Copy out all lines of the material below in which "insignia" occurs.

..........

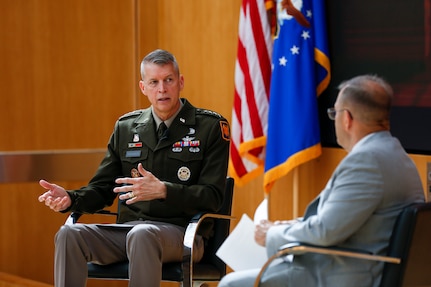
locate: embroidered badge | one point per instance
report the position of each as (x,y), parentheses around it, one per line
(134,173)
(184,173)
(135,138)
(225,130)
(139,144)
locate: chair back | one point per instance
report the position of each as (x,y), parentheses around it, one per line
(221,232)
(410,241)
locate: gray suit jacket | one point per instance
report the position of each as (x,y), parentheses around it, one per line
(357,209)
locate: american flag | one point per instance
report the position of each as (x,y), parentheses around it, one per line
(251,99)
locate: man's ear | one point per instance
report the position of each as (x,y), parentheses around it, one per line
(347,120)
(142,86)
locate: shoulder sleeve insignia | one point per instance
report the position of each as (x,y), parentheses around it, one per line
(131,114)
(209,112)
(225,130)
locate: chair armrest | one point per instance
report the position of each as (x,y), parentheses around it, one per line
(189,238)
(301,248)
(74,216)
(297,248)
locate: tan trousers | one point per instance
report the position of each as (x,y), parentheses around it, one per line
(146,244)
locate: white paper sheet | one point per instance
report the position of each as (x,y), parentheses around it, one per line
(240,251)
(261,212)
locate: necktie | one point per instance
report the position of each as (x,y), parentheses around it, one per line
(161,130)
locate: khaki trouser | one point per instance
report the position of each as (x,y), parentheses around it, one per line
(146,244)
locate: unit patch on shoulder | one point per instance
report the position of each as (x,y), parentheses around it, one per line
(225,130)
(209,112)
(131,114)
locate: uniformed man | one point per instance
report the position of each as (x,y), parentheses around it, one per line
(167,162)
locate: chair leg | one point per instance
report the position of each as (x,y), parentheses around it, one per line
(200,284)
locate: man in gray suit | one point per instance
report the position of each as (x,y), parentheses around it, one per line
(358,206)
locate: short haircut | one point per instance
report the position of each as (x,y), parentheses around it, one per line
(159,57)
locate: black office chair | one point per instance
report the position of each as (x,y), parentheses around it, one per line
(209,269)
(407,262)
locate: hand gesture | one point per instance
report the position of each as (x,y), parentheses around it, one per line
(142,188)
(56,197)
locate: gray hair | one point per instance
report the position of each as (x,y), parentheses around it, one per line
(371,95)
(159,57)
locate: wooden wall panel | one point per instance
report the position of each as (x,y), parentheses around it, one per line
(68,71)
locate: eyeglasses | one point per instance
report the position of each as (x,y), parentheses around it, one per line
(332,112)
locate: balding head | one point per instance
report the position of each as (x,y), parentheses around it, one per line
(369,99)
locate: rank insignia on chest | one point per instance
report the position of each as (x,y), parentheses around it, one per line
(130,145)
(134,173)
(187,143)
(184,173)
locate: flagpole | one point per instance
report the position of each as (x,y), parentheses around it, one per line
(295,192)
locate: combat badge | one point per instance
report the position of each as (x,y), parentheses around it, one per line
(184,173)
(225,130)
(134,173)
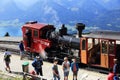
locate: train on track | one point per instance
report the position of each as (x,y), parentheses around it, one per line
(98,48)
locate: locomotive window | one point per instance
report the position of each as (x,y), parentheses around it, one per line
(83,44)
(111,47)
(104,47)
(35,33)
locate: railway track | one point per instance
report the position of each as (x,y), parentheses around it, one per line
(13,47)
(10,45)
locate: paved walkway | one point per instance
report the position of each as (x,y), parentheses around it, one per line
(16,67)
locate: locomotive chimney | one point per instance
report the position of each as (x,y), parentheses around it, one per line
(80,27)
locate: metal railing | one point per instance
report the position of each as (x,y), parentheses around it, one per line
(27,76)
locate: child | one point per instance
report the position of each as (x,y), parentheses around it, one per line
(56,75)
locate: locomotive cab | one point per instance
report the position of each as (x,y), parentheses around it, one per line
(100,48)
(35,37)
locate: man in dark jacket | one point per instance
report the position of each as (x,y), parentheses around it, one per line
(37,64)
(21,47)
(74,68)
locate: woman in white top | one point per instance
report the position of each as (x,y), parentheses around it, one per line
(66,68)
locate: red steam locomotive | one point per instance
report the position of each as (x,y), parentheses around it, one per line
(98,48)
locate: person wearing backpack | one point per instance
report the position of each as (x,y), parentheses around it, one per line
(66,68)
(37,64)
(7,60)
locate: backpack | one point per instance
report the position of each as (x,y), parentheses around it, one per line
(7,57)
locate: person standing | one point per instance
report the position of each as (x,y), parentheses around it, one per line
(110,75)
(66,68)
(74,68)
(56,75)
(7,60)
(37,64)
(116,77)
(29,37)
(21,47)
(116,67)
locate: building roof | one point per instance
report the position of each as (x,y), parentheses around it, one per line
(104,35)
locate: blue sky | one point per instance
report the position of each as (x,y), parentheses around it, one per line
(25,5)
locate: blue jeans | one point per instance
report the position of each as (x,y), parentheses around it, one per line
(56,77)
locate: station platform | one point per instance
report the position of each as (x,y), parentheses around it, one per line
(16,67)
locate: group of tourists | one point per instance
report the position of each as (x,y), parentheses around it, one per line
(66,68)
(38,62)
(114,72)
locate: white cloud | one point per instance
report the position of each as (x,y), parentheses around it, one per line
(74,9)
(105,1)
(11,23)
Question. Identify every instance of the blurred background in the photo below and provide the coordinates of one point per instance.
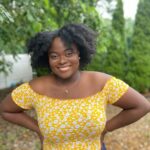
(123, 50)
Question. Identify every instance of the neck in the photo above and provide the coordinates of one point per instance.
(69, 80)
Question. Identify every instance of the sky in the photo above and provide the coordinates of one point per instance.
(129, 6)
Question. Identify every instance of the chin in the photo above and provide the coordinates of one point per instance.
(64, 75)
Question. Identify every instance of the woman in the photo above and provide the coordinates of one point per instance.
(70, 103)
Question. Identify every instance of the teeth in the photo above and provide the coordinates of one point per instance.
(64, 68)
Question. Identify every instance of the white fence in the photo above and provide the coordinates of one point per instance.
(21, 71)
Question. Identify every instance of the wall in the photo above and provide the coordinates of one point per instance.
(21, 71)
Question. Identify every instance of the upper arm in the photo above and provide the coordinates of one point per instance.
(132, 99)
(8, 105)
(21, 98)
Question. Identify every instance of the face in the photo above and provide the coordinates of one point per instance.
(64, 61)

..........

§ Exercise answer
locate: shoulder sleeve insignia | one point per instance
locate: rank insignia on chest | one point per instance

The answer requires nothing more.